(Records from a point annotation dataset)
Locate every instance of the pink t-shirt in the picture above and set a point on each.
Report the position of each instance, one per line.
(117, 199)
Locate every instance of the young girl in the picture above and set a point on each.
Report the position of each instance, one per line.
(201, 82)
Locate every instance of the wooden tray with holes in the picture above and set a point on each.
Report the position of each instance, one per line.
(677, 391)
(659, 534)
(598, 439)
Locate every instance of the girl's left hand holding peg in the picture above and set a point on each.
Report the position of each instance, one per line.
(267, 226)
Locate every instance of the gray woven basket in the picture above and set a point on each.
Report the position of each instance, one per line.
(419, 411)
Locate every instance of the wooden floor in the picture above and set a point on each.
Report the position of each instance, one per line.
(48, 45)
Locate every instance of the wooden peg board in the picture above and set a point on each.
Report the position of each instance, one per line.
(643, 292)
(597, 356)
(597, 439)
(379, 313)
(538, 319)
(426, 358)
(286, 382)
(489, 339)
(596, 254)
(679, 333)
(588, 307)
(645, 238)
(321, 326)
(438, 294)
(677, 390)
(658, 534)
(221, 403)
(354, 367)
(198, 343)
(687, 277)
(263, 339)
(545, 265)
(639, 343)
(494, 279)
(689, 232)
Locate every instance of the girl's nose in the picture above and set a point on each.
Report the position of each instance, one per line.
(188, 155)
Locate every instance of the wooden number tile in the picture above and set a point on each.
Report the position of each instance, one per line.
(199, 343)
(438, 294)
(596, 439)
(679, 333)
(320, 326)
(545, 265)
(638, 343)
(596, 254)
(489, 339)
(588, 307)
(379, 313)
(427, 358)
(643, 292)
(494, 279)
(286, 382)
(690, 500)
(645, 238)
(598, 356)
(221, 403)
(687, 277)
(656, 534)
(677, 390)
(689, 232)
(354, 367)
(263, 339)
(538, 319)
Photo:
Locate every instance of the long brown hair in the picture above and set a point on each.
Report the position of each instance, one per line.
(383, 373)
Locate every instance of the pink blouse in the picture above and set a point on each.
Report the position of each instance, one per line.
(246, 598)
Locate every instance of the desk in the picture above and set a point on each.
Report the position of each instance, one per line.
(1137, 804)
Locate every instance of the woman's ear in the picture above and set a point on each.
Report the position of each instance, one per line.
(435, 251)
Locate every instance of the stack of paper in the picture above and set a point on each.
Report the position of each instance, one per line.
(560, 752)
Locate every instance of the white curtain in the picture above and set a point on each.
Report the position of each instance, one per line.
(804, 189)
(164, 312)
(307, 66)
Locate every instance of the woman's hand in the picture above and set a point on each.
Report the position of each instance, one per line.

> **Task goal**: Reproduce the entire listing above word for word, with no changes.

> **Answer for the task**:
Locate every instance of the pink t-shirt in the picture above and set a point on each.
Report the position of each instance, one per line.
(117, 199)
Locate every instance of the young girl in the picture above and set a point on each.
Report the position of each instance, one per line.
(201, 82)
Locate every instance of the wooden tray with holes in the picture above and set a point on each.
Report the position of each instance, one per line.
(677, 391)
(659, 534)
(598, 439)
Locate every instance of the girl's left hand holding peg in the picture above and set a point on each.
Report the position of each instance, one per line.
(267, 226)
Locate every instance of the gray woven basket in the picture above and set a point on each.
Report the position of each instance, one per line.
(419, 411)
Locate every instance of the wooden floor in the picture above and set a point on each.
Report the position of each instance, one per line.
(48, 45)
Locate every instance of the wooden peg board in the picture above and set a point on each.
Report the position of each instance, one per line.
(643, 292)
(597, 356)
(597, 439)
(379, 313)
(538, 319)
(426, 358)
(286, 382)
(489, 339)
(596, 254)
(679, 333)
(588, 307)
(645, 238)
(321, 326)
(438, 294)
(677, 390)
(658, 534)
(221, 403)
(354, 367)
(198, 343)
(687, 277)
(263, 339)
(545, 265)
(639, 343)
(494, 279)
(689, 232)
Locate every instance of the girl's nose in the picture above and set a point on each.
Report the position of each instance, one per line.
(188, 155)
Locate every instance of the wooden number tile in the picture above and set a point on each.
Report the position of each instance, one per line.
(199, 343)
(438, 294)
(596, 439)
(679, 333)
(320, 326)
(545, 265)
(638, 343)
(596, 254)
(489, 339)
(588, 307)
(379, 313)
(427, 358)
(643, 292)
(494, 279)
(286, 382)
(690, 500)
(645, 238)
(598, 356)
(221, 403)
(687, 277)
(656, 534)
(677, 390)
(689, 232)
(354, 367)
(263, 339)
(538, 319)
Photo:
Locate every instance of the long brown hair in the picture above and set a point on each.
Report the position of each instance, one per line.
(383, 373)
Locate every instance of the pink blouse in the picture above and set a point on each.
Report the position of each instance, one per line.
(246, 598)
Locate every instance of the desk in the picture above and set a point on each.
Report the position of each instance, one per line.
(1137, 804)
Locate every instance of the woman's ear in the picture above and set a point on each.
Report the position of each instance, one per line.
(435, 251)
Locate every instance of the stack of paper in the picture above and set a point on each.
Report the position of each instance, one per line.
(560, 752)
Locate every instance of the white curtain in the picture above and set a point on each.
Report the position of each instance, one per line.
(804, 189)
(164, 312)
(307, 66)
Locate every instance of the woman's hand in the picture above and set a point on each.
Report the position of each instance, one per line.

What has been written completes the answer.